Extract, verbatim, all lines starting at the one containing "Segment green lily bud from the image above." and ending with the final line of the listing, and no others.
+ + + + + + +
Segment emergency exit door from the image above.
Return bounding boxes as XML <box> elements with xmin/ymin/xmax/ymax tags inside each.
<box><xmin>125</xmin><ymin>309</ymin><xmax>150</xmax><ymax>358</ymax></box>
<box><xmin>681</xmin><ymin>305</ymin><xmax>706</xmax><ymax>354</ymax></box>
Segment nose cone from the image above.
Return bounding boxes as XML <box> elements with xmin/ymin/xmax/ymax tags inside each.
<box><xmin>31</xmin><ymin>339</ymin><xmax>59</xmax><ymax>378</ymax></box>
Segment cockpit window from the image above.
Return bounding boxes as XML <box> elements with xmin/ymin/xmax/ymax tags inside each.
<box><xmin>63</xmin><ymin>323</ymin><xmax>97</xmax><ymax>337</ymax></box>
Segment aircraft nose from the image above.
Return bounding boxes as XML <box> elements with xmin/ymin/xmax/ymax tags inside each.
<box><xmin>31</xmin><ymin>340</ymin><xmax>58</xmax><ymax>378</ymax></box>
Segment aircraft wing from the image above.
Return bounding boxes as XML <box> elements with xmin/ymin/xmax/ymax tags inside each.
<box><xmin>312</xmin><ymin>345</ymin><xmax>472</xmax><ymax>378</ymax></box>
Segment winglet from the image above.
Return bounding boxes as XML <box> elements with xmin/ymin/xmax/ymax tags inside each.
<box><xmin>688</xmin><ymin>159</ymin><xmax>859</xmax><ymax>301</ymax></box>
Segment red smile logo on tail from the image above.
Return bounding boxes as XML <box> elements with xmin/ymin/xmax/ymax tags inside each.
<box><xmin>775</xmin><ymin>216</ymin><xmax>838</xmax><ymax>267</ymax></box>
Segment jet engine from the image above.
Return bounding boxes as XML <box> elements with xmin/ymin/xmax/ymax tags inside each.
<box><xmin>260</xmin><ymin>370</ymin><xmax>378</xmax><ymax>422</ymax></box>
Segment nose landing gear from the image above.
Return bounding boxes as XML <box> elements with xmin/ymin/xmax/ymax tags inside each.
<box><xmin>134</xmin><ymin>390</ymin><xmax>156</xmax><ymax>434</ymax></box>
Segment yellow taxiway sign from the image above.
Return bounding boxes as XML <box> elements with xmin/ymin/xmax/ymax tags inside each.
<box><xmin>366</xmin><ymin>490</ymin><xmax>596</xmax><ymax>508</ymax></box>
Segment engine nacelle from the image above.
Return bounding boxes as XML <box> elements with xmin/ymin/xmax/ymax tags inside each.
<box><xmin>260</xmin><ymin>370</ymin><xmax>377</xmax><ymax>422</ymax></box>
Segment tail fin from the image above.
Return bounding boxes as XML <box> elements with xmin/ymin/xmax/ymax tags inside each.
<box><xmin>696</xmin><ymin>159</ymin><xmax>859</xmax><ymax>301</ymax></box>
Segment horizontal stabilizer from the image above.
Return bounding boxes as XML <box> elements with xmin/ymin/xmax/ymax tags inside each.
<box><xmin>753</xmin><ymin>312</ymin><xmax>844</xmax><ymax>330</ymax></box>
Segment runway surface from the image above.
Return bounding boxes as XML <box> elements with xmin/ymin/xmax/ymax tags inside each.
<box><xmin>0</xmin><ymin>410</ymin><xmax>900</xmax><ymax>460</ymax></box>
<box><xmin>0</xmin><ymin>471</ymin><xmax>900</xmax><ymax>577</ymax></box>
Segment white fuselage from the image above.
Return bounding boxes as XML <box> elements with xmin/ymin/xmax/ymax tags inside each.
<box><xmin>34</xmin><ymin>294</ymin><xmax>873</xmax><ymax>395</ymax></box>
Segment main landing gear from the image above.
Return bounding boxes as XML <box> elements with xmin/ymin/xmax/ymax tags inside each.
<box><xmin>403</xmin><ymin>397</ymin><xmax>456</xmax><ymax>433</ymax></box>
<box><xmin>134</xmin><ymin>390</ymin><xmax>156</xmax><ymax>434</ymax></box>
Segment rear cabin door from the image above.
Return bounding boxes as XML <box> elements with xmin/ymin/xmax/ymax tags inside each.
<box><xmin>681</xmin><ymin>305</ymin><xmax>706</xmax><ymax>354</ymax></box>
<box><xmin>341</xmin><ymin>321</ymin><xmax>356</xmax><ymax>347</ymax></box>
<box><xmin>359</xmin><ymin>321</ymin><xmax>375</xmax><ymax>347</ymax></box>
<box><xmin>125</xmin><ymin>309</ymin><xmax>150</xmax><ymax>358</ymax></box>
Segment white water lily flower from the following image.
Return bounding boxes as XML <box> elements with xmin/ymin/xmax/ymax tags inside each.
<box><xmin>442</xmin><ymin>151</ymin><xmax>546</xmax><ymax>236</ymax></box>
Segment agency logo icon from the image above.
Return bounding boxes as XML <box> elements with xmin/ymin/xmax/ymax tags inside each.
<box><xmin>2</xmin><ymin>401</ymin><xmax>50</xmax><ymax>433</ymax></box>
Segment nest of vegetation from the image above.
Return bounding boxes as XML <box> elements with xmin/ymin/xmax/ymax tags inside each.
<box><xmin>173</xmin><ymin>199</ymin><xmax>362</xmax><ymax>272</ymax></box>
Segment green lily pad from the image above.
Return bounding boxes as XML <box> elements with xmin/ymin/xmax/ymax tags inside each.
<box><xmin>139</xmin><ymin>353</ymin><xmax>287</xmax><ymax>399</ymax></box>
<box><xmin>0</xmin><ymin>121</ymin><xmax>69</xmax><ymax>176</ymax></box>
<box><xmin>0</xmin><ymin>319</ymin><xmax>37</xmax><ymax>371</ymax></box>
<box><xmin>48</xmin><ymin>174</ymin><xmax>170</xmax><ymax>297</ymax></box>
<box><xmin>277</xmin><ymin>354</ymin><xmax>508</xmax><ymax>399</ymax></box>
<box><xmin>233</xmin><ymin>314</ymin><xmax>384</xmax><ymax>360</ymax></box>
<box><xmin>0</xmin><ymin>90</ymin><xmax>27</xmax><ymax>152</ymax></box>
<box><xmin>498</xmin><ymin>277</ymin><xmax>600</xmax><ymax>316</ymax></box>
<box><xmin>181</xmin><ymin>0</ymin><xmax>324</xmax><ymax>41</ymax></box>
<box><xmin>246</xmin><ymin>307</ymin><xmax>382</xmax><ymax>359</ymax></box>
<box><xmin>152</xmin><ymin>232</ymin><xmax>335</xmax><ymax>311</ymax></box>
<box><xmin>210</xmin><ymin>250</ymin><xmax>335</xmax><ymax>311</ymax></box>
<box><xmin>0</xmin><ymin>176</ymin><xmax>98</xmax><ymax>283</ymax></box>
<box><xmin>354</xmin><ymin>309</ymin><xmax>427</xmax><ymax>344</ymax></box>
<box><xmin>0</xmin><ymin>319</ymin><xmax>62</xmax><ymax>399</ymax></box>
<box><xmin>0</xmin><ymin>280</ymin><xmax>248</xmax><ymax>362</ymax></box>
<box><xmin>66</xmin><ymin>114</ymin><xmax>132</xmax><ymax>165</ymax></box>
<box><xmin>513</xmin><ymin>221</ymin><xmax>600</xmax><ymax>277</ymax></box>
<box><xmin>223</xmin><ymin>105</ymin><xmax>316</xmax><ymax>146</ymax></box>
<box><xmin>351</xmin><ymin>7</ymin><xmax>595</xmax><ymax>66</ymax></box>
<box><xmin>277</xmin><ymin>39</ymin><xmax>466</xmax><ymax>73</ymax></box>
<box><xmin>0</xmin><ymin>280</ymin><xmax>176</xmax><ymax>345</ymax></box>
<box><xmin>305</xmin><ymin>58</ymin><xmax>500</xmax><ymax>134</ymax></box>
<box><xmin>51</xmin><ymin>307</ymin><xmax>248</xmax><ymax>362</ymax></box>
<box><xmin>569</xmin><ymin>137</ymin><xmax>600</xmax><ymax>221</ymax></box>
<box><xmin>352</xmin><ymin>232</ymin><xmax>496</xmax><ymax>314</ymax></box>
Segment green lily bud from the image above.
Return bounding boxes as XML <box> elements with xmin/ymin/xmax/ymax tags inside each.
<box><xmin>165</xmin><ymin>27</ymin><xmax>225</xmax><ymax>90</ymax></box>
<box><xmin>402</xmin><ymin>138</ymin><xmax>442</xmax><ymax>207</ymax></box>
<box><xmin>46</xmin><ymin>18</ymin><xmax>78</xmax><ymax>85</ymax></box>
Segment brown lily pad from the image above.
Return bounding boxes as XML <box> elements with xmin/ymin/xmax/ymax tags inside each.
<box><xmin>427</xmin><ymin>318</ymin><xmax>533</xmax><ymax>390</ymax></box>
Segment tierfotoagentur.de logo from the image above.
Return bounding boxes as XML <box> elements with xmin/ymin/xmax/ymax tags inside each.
+ + + + + + +
## COMPLETE RESPONSE
Segment green lily bud from the image above.
Return bounding boxes as XML <box> elements with xmin/ymin/xmax/ymax tags inside each.
<box><xmin>165</xmin><ymin>27</ymin><xmax>225</xmax><ymax>90</ymax></box>
<box><xmin>402</xmin><ymin>138</ymin><xmax>442</xmax><ymax>207</ymax></box>
<box><xmin>46</xmin><ymin>18</ymin><xmax>78</xmax><ymax>85</ymax></box>
Segment brown lily pad from the image above.
Return bounding boxes as XML <box> elements with xmin/ymin/xmax/ymax tags inside each.
<box><xmin>427</xmin><ymin>318</ymin><xmax>533</xmax><ymax>390</ymax></box>
Segment tierfotoagentur.de logo from the image above.
Return bounding boxes as XML <box> elements with xmin/ymin/xmax/ymax tags inside each.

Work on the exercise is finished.